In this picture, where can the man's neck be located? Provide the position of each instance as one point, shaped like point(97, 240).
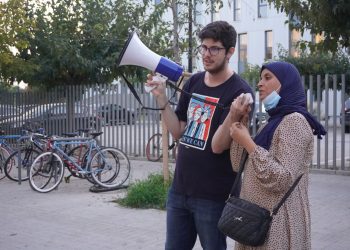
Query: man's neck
point(216, 79)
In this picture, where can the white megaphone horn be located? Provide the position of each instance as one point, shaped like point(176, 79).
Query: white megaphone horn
point(136, 53)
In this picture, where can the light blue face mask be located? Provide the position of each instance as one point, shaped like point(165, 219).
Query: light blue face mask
point(271, 100)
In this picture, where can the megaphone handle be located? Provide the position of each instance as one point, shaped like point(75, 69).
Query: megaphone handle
point(156, 77)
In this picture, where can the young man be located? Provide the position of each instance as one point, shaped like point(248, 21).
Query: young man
point(203, 174)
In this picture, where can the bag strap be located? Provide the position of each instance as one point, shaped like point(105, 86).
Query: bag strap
point(244, 158)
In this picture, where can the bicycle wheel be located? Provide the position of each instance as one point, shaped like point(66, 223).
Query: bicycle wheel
point(154, 148)
point(46, 172)
point(4, 154)
point(110, 167)
point(15, 167)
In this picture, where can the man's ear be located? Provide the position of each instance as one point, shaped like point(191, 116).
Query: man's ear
point(230, 52)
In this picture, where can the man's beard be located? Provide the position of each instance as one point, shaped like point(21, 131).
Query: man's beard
point(217, 69)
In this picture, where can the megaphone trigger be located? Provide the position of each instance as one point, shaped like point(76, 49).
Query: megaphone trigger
point(157, 78)
point(149, 88)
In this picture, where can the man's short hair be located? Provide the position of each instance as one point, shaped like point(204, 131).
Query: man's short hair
point(220, 31)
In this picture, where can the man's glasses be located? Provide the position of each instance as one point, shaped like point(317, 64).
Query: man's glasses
point(213, 51)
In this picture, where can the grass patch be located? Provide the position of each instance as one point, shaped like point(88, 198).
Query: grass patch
point(149, 193)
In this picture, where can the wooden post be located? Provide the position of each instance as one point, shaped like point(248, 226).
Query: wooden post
point(165, 146)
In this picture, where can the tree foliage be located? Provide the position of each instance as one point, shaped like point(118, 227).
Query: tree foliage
point(61, 42)
point(327, 17)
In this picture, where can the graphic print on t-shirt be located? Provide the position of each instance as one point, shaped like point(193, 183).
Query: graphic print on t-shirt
point(199, 117)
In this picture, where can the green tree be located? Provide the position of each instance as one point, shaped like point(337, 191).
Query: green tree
point(15, 30)
point(327, 17)
point(62, 42)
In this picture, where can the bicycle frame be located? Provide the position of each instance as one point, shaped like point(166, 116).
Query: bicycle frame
point(57, 144)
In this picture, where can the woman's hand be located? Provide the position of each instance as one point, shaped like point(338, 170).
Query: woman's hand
point(240, 134)
point(240, 108)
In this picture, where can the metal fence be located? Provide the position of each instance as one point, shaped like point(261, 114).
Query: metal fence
point(114, 110)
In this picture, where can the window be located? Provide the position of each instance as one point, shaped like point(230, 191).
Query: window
point(294, 38)
point(236, 10)
point(316, 38)
point(262, 8)
point(268, 44)
point(242, 52)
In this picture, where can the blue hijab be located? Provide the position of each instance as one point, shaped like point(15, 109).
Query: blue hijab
point(293, 99)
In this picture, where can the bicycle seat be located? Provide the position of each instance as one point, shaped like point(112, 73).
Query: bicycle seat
point(95, 134)
point(70, 134)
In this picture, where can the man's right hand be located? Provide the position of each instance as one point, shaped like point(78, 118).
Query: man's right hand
point(158, 90)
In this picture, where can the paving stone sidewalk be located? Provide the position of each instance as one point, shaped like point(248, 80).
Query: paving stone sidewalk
point(73, 218)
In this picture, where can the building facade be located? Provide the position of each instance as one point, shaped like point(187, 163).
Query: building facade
point(261, 31)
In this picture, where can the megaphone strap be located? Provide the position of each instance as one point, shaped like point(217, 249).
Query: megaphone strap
point(196, 97)
point(133, 91)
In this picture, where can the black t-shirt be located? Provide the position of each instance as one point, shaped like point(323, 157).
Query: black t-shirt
point(199, 172)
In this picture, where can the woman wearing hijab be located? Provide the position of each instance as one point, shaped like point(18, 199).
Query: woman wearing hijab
point(280, 152)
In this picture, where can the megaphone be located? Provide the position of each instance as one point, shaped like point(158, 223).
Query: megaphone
point(136, 53)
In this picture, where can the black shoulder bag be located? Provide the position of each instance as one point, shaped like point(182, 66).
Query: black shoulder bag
point(244, 221)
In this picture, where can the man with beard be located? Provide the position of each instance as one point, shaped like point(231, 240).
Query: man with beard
point(203, 174)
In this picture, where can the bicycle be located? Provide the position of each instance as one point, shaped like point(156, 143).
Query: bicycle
point(17, 164)
point(108, 167)
point(154, 148)
point(5, 151)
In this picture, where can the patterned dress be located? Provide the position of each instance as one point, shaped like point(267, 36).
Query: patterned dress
point(269, 174)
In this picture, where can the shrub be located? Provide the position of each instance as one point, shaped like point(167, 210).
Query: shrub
point(149, 193)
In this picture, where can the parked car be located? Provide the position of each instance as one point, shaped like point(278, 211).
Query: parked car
point(114, 114)
point(346, 119)
point(54, 118)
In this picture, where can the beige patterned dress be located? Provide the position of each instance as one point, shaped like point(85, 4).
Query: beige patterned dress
point(269, 174)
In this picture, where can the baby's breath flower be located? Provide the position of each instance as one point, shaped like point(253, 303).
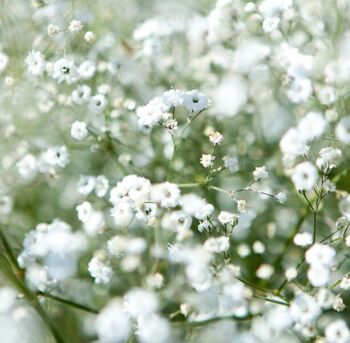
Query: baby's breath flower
point(216, 137)
point(260, 173)
point(207, 160)
point(75, 26)
point(52, 29)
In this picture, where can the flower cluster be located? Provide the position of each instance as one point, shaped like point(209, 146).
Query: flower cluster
point(197, 153)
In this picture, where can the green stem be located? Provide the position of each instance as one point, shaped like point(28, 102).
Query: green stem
point(14, 273)
point(67, 302)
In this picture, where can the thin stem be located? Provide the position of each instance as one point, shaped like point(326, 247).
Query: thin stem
point(17, 280)
point(67, 302)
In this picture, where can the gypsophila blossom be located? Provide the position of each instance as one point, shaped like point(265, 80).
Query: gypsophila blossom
point(207, 160)
point(75, 26)
point(304, 176)
point(52, 29)
point(65, 70)
point(342, 130)
point(198, 155)
point(195, 101)
point(260, 173)
point(35, 62)
point(216, 137)
point(79, 130)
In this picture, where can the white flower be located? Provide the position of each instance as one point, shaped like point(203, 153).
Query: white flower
point(327, 95)
point(122, 214)
point(281, 197)
point(101, 186)
point(35, 62)
point(81, 94)
point(318, 276)
point(304, 176)
point(52, 29)
point(84, 211)
point(89, 36)
point(241, 206)
point(217, 245)
point(260, 173)
point(311, 126)
point(270, 24)
point(75, 26)
point(207, 160)
point(139, 302)
point(97, 103)
point(331, 155)
point(100, 270)
point(204, 211)
point(65, 70)
point(231, 163)
point(195, 101)
point(337, 332)
point(3, 61)
point(292, 143)
point(79, 130)
point(7, 299)
point(338, 304)
point(342, 130)
point(153, 329)
point(320, 255)
point(216, 137)
point(57, 156)
point(227, 217)
point(86, 184)
point(27, 167)
point(173, 98)
point(149, 115)
point(166, 194)
point(113, 316)
point(87, 70)
point(300, 90)
point(303, 239)
point(265, 271)
point(304, 309)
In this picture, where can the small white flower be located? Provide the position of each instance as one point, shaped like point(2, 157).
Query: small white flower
point(305, 176)
point(265, 271)
point(242, 206)
point(3, 61)
point(207, 160)
point(337, 332)
point(110, 317)
point(216, 137)
point(342, 130)
point(195, 101)
point(65, 70)
point(100, 270)
point(79, 130)
point(87, 70)
point(27, 167)
point(231, 163)
point(303, 239)
point(81, 94)
point(304, 309)
point(217, 245)
point(260, 173)
point(89, 36)
point(52, 29)
point(75, 26)
point(281, 197)
point(97, 103)
point(35, 62)
point(139, 302)
point(227, 218)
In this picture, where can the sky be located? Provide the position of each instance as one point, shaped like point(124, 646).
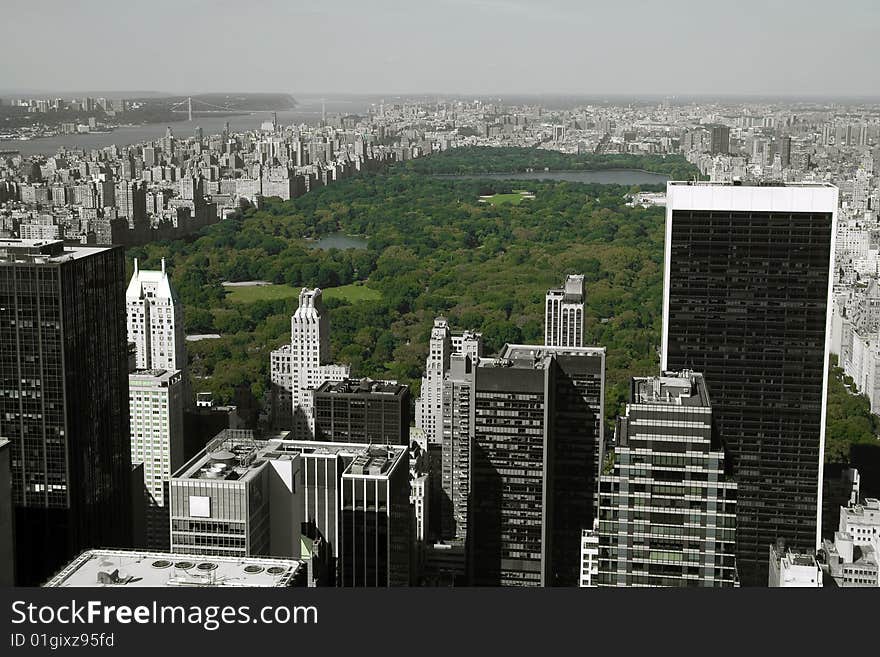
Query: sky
^^^^^^^^^^^^^^^^
- **Job**
Copy the lines exactly, from the line containing "In this picture, where can the gypsophila" through the line containing "point(227, 218)", including both of these lines.

- **Answer to this task**
In this picture, where can the gypsophila blossom be located? Provide the position of each instance as one point, shaped like point(265, 80).
Query: gypsophila blossom
point(207, 160)
point(75, 26)
point(304, 176)
point(52, 29)
point(65, 70)
point(342, 130)
point(198, 155)
point(195, 101)
point(260, 173)
point(35, 62)
point(216, 137)
point(79, 130)
In this picture, where can the white flower be located? Provide the position of each instance as one point, shaped like point(203, 153).
Query: white flower
point(327, 95)
point(122, 214)
point(281, 197)
point(101, 186)
point(35, 62)
point(81, 94)
point(318, 276)
point(304, 176)
point(52, 29)
point(84, 211)
point(89, 36)
point(241, 206)
point(217, 245)
point(260, 173)
point(311, 126)
point(270, 24)
point(75, 26)
point(207, 160)
point(139, 302)
point(97, 103)
point(331, 155)
point(100, 270)
point(204, 211)
point(65, 70)
point(231, 163)
point(195, 101)
point(337, 332)
point(3, 61)
point(292, 143)
point(79, 130)
point(7, 299)
point(338, 304)
point(342, 130)
point(153, 329)
point(320, 255)
point(216, 137)
point(57, 156)
point(227, 217)
point(86, 184)
point(27, 167)
point(173, 98)
point(149, 115)
point(166, 194)
point(113, 316)
point(87, 70)
point(300, 90)
point(303, 239)
point(265, 271)
point(304, 309)
In this picture, where can the small white flower be located? Provide the position of each instance as one point, shaped like point(2, 157).
Query: small white flower
point(305, 176)
point(265, 271)
point(242, 206)
point(3, 61)
point(207, 160)
point(337, 332)
point(110, 317)
point(216, 137)
point(342, 130)
point(195, 101)
point(65, 70)
point(100, 270)
point(79, 130)
point(87, 70)
point(27, 167)
point(231, 163)
point(303, 239)
point(81, 94)
point(304, 309)
point(217, 245)
point(260, 173)
point(89, 36)
point(52, 29)
point(75, 26)
point(281, 197)
point(97, 103)
point(35, 62)
point(139, 302)
point(227, 218)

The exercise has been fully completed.